(Data under study):
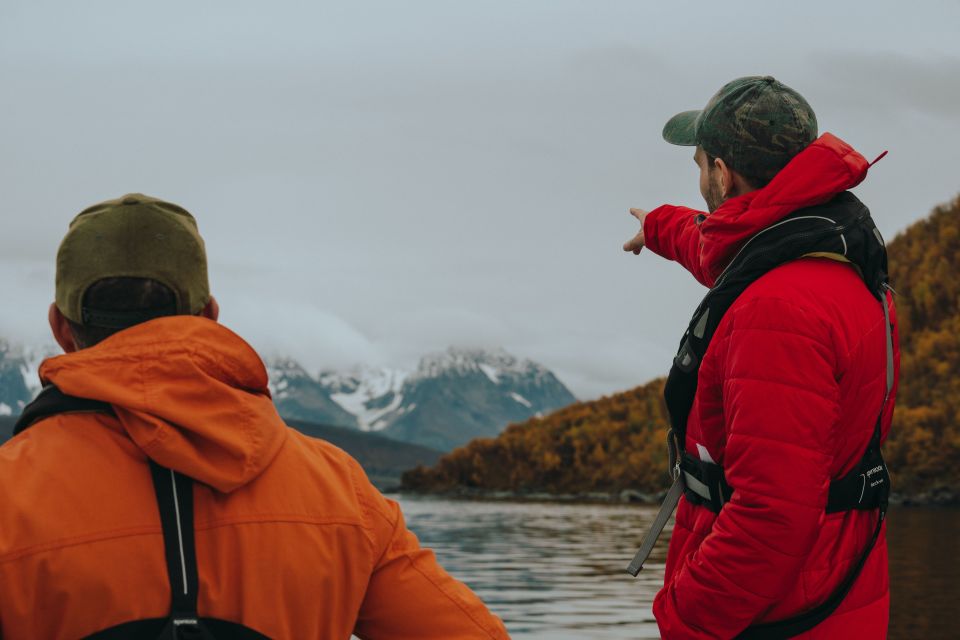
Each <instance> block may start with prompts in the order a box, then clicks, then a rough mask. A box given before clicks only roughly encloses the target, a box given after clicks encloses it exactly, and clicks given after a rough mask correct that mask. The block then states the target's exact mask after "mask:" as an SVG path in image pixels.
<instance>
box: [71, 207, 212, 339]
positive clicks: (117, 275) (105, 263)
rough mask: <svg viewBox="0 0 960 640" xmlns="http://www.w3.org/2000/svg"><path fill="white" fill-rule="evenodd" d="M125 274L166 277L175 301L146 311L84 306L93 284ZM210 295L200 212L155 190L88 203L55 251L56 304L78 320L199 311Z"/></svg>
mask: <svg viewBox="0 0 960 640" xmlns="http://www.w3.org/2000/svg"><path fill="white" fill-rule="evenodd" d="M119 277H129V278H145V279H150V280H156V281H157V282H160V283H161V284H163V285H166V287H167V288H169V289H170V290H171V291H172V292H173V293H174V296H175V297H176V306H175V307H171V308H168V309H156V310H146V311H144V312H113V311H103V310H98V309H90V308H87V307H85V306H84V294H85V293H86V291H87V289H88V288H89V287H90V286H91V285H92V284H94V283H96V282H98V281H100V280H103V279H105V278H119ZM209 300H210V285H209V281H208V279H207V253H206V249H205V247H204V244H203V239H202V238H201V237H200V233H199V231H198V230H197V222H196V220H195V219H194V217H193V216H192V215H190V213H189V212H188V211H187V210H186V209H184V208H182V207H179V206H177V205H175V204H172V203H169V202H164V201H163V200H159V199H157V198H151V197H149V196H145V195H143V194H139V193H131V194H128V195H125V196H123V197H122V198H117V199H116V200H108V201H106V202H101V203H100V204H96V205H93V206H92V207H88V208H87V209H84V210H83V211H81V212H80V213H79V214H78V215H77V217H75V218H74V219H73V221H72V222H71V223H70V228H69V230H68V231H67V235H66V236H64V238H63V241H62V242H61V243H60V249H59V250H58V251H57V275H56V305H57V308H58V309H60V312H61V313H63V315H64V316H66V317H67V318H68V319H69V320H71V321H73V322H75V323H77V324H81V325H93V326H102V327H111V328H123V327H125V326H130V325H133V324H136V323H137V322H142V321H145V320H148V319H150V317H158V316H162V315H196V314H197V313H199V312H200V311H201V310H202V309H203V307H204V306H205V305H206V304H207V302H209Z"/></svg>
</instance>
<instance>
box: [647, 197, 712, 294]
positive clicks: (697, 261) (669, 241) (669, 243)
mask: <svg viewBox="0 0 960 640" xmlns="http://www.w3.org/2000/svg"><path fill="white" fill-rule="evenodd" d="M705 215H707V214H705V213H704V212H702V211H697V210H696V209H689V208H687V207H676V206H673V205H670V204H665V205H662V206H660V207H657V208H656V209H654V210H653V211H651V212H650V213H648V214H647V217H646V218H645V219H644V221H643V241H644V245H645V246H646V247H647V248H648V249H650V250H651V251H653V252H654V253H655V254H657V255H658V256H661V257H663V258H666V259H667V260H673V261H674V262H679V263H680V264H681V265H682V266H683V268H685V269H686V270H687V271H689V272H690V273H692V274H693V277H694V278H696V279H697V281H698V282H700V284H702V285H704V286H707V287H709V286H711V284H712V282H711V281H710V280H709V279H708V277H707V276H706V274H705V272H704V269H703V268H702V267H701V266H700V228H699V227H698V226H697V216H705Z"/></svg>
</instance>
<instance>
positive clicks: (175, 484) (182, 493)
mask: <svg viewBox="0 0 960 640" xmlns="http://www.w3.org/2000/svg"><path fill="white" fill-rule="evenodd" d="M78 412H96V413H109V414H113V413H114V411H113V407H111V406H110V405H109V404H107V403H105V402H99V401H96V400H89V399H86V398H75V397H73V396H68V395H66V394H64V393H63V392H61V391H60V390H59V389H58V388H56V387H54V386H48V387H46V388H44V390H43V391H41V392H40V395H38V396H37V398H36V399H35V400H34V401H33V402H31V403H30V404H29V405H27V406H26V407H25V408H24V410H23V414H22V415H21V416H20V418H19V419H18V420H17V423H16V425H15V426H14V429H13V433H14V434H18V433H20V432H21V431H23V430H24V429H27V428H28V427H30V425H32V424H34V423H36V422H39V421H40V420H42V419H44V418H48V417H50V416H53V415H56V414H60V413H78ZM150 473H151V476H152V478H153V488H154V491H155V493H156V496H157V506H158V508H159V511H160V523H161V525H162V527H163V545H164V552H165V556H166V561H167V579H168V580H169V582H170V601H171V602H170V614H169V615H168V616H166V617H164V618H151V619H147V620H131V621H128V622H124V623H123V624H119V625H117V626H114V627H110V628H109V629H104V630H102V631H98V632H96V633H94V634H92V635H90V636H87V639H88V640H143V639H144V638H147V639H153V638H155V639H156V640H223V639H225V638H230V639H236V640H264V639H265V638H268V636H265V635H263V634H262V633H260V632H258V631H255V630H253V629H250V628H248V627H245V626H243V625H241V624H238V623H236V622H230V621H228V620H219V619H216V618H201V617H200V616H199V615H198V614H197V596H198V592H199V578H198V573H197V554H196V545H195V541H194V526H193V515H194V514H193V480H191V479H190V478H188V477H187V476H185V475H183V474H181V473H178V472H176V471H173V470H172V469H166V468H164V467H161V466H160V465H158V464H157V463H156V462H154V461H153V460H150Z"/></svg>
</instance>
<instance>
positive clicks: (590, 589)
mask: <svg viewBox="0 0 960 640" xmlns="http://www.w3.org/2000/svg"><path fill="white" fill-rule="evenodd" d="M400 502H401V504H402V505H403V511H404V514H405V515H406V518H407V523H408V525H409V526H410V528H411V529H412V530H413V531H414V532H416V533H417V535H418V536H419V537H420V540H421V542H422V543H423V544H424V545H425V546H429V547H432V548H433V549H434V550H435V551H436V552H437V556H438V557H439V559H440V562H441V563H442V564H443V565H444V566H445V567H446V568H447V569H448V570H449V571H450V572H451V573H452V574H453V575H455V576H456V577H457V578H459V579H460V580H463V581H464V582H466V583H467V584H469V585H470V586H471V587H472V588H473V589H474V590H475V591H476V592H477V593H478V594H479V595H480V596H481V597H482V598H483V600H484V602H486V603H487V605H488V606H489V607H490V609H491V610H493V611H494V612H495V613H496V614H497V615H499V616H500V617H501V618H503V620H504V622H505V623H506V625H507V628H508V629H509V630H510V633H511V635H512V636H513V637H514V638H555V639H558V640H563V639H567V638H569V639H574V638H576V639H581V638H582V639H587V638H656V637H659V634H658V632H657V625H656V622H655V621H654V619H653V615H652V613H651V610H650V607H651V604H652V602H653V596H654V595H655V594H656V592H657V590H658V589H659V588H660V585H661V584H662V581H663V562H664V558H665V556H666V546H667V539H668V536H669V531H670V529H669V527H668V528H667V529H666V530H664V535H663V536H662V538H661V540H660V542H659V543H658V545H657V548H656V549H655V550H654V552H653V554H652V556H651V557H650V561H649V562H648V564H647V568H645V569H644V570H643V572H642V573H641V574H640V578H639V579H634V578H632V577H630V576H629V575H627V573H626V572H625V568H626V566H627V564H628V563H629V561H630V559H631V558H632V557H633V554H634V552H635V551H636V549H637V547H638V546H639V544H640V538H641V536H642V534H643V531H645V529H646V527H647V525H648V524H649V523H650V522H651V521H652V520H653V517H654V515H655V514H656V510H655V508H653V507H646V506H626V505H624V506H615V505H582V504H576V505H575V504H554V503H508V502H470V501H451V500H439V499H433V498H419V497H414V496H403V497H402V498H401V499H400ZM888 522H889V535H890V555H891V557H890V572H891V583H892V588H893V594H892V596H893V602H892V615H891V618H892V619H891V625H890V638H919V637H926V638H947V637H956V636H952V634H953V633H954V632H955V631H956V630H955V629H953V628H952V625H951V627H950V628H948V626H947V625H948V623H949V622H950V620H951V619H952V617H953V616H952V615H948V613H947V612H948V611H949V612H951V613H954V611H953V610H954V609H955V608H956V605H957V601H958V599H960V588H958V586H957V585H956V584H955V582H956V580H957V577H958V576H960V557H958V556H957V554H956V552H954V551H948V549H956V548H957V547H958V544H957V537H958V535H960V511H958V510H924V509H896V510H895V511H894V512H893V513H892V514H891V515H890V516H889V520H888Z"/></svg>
* * *
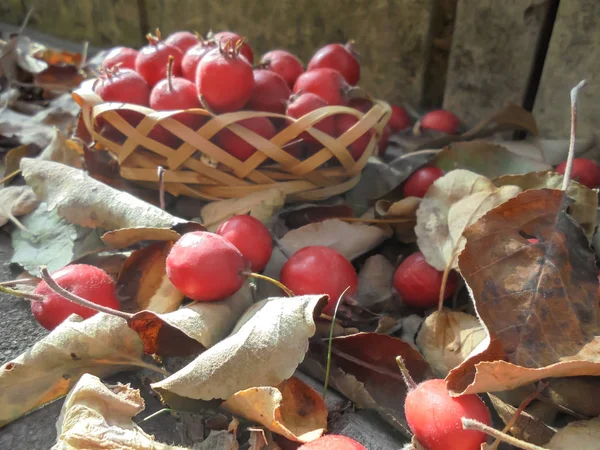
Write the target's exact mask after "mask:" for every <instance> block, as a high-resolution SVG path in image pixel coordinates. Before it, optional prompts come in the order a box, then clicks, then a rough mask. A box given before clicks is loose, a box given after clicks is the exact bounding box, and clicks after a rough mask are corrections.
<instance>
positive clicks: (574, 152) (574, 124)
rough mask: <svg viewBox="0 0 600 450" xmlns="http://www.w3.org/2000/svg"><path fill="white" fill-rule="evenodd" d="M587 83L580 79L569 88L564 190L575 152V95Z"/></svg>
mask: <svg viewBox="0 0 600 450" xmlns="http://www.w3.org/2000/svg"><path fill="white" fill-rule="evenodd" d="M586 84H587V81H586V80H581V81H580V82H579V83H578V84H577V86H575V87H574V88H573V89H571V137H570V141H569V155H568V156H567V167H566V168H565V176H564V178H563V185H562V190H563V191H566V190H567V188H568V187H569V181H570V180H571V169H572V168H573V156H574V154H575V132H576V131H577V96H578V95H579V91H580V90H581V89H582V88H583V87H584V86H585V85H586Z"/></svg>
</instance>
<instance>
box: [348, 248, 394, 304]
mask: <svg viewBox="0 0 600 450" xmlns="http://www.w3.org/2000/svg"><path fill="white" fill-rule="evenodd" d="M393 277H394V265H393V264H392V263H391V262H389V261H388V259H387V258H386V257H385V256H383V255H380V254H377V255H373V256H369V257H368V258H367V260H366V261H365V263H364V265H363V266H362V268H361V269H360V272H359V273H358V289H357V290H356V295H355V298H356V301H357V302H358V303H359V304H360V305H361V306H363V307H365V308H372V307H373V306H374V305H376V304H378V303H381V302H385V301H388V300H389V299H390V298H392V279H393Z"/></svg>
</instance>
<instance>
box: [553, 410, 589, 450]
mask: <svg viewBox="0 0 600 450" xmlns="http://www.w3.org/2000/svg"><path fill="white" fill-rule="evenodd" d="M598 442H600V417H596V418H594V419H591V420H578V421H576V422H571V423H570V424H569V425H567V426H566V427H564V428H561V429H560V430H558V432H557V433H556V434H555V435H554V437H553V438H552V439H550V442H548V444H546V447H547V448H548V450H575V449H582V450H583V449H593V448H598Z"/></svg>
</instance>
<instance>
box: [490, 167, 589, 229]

(What to produce): Considering only the material above, set down every line from the one with "box: [71, 207, 212, 339]" to the one with "positive clicks: (117, 275) (105, 263)", inclusive, exactly as written.

(Answer):
box: [71, 207, 212, 339]
positive clicks: (117, 275) (105, 263)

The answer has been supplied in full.